WHAT YOU HAVE TO DO:
Return verbatim the run of lines that opens with the line holding "Locate every instance of the cucumber" and closes with the last line of the records.

DATA FOR THIS EXERCISE:
= Beginning of Section =

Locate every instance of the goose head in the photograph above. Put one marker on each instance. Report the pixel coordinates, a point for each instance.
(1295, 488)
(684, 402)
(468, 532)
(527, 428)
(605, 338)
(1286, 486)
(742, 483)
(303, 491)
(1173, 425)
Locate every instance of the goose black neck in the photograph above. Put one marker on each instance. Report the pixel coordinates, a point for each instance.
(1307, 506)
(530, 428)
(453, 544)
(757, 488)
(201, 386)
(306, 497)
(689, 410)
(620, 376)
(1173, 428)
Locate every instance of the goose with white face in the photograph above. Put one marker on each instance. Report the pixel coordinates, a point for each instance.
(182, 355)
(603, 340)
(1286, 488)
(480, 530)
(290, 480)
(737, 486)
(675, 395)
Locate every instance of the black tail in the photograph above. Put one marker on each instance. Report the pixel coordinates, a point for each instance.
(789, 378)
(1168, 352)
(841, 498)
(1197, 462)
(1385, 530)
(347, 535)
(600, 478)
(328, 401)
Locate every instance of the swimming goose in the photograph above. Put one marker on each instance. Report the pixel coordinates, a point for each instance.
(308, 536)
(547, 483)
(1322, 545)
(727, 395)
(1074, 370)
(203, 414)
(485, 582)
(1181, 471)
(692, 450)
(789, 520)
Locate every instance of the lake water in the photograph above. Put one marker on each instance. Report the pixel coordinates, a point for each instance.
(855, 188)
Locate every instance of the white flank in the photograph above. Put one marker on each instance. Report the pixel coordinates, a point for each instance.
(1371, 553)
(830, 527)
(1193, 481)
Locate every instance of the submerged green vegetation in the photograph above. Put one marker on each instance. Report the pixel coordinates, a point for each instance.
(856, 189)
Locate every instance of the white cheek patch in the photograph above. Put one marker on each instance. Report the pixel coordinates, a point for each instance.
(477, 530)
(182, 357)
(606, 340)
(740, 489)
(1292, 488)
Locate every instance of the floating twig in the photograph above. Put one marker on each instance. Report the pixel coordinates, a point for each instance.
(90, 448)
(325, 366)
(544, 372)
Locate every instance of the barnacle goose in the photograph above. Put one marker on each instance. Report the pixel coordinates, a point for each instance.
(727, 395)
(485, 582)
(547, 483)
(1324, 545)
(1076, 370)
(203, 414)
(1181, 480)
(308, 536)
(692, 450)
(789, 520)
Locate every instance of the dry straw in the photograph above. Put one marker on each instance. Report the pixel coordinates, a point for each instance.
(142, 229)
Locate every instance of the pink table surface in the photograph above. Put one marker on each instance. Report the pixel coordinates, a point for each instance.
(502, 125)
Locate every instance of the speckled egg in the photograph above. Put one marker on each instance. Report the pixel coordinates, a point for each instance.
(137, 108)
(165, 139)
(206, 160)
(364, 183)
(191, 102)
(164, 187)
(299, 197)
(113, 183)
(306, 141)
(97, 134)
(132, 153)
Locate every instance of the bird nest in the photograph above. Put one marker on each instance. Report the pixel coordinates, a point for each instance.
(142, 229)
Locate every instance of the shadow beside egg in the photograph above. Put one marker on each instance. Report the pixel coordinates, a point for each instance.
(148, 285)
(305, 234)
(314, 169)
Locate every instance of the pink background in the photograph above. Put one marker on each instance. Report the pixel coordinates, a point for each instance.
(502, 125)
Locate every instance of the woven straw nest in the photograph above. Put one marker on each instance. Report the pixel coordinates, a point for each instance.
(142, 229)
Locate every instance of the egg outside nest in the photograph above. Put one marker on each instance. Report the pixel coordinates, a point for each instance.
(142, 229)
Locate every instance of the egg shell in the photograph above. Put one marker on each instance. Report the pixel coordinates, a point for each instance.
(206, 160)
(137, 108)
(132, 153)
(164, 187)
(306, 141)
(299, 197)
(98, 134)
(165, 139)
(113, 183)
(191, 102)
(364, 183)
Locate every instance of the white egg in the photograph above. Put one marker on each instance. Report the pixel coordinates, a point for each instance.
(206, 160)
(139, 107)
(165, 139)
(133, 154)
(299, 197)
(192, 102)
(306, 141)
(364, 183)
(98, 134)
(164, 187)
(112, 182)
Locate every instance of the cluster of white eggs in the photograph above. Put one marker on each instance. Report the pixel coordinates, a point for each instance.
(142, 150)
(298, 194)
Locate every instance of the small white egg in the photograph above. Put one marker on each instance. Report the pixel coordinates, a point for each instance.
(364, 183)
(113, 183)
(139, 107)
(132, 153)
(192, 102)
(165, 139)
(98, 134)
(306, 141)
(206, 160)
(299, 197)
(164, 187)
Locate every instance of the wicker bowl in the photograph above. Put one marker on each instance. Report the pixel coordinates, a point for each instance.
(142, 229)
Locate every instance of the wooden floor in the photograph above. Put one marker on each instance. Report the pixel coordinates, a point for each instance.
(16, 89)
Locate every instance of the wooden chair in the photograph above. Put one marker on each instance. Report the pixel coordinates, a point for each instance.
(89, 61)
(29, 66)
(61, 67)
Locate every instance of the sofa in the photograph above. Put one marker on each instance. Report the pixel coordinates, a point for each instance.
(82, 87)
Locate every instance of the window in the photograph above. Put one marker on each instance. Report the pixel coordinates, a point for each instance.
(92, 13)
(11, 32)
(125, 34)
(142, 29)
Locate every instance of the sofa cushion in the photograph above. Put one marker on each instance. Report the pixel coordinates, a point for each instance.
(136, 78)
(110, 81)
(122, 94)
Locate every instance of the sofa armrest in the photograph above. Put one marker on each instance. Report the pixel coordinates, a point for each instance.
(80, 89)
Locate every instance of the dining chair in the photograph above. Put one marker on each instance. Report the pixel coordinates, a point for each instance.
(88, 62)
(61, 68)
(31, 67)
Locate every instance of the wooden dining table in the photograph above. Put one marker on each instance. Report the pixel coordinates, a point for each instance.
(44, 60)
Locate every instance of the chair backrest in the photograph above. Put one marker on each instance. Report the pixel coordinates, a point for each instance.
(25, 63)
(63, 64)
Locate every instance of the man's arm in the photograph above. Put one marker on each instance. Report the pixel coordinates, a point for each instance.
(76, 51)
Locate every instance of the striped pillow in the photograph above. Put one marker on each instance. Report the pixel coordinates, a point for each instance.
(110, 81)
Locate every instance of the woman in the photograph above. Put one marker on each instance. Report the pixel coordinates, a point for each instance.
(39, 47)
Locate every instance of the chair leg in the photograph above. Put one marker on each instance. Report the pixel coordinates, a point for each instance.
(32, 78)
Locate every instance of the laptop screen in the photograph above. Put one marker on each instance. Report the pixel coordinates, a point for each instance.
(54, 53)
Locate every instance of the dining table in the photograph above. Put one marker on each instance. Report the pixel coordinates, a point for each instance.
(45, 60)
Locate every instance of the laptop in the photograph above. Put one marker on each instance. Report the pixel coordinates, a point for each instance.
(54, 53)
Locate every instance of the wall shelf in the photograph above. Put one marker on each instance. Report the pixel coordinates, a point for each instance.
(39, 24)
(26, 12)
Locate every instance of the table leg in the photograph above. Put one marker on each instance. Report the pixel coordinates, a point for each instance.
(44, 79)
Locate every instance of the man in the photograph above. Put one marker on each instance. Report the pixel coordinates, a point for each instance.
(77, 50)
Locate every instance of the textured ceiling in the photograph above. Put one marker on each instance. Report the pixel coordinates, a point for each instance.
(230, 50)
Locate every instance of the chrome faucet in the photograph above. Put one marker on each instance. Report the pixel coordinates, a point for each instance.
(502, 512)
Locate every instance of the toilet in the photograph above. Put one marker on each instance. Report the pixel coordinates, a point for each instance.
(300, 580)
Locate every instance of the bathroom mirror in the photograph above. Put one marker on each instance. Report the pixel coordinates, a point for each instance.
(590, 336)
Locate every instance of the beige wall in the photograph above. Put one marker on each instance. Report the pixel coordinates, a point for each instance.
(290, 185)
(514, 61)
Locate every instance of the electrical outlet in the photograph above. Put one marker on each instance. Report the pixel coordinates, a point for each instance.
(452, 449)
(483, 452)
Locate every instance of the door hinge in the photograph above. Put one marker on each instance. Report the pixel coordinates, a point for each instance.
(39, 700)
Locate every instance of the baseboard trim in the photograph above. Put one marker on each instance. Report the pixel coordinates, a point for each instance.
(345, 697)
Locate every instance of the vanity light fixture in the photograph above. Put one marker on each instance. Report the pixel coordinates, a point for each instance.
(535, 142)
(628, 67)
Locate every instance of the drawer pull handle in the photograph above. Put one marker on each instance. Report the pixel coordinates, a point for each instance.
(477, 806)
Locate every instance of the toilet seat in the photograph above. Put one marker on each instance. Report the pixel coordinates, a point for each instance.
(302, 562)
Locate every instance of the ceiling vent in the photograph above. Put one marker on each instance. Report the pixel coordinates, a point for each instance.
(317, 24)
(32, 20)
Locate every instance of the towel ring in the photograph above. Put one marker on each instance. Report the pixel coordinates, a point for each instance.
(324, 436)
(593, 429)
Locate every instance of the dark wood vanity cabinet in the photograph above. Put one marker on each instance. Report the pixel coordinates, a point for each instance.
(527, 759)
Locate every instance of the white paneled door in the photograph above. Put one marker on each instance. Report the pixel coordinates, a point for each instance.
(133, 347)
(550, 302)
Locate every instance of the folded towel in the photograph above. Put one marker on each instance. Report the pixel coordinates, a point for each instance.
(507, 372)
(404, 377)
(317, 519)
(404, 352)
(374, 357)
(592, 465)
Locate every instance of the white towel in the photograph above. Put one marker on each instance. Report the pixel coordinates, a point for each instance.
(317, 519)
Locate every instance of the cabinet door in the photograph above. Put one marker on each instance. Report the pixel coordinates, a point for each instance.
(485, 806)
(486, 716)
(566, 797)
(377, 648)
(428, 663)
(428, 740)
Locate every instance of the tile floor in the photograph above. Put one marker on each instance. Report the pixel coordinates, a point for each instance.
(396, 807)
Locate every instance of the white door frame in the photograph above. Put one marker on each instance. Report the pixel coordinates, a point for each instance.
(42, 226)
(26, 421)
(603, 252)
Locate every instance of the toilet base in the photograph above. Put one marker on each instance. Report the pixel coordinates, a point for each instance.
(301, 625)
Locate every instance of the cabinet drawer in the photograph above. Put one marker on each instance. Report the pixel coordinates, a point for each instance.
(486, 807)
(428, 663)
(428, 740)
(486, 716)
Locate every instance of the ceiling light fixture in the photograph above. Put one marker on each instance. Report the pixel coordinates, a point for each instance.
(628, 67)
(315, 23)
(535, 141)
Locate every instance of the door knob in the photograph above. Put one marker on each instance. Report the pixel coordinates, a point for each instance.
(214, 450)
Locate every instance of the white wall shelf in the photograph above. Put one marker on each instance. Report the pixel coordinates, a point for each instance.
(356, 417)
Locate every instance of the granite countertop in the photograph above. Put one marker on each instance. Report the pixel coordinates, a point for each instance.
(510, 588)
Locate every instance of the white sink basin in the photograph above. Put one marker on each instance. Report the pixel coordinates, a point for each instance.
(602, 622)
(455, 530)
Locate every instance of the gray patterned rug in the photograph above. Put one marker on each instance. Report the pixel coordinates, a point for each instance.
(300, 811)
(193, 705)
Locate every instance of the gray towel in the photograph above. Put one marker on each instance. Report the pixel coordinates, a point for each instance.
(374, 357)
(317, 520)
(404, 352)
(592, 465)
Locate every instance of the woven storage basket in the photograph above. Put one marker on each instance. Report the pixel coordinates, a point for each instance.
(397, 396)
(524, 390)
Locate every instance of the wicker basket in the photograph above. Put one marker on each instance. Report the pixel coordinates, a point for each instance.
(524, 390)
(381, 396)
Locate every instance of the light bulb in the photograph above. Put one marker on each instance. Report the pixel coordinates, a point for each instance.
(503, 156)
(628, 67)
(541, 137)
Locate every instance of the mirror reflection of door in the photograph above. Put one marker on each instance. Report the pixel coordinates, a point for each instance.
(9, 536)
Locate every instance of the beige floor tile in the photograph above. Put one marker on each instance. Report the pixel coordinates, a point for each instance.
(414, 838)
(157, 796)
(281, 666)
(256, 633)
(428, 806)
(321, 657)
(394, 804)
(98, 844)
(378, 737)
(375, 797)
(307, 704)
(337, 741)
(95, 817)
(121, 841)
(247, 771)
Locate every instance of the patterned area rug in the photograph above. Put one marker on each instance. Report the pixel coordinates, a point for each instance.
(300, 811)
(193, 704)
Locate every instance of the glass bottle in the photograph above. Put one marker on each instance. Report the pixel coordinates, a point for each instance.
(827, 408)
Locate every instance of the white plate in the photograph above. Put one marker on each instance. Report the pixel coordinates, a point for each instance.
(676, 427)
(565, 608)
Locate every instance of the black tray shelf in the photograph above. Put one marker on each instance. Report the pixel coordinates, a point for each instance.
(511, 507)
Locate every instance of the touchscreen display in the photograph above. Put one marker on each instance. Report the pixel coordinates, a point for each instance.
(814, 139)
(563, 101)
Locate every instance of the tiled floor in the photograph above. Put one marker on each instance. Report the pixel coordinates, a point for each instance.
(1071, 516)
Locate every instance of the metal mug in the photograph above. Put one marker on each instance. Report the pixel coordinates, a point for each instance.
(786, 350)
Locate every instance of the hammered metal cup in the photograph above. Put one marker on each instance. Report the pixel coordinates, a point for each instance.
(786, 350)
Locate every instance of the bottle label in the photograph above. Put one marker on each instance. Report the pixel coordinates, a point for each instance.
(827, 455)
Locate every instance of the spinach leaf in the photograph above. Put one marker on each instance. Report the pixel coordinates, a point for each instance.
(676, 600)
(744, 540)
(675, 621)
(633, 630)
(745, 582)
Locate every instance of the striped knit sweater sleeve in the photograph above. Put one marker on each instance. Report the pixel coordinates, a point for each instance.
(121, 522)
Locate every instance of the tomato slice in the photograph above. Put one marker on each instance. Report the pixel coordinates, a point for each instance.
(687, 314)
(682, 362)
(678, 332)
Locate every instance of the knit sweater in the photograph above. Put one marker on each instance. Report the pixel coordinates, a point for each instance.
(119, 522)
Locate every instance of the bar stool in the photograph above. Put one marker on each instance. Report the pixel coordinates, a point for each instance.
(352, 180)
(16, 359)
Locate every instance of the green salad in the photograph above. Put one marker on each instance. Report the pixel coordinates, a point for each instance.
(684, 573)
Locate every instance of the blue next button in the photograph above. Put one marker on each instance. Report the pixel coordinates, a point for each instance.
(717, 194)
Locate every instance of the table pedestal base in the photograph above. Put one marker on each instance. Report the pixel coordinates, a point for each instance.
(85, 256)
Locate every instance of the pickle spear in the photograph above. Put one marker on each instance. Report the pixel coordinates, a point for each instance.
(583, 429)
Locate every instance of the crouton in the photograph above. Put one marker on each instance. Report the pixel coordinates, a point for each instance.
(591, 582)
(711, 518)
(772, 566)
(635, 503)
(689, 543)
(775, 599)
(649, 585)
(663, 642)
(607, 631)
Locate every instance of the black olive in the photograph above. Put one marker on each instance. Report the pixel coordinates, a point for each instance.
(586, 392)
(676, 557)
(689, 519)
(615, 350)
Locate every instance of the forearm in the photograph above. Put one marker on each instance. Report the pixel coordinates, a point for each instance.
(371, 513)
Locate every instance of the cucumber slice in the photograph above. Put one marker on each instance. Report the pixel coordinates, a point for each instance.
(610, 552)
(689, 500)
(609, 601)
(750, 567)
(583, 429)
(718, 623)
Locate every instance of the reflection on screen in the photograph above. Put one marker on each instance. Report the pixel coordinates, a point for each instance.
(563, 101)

= End of Section =

SOLUTION FOR THIS TASK:
Locate every instance of the cucumber slice in the photograph above. Put one marker on each instance. Report the pixel coordinates, a point for each instance.
(610, 552)
(689, 500)
(609, 601)
(750, 567)
(583, 429)
(718, 623)
Locate every instance of the reflection on screen in the photograph above. Put one marker on each instance. Report the pixel coordinates, a point for each instance.
(563, 101)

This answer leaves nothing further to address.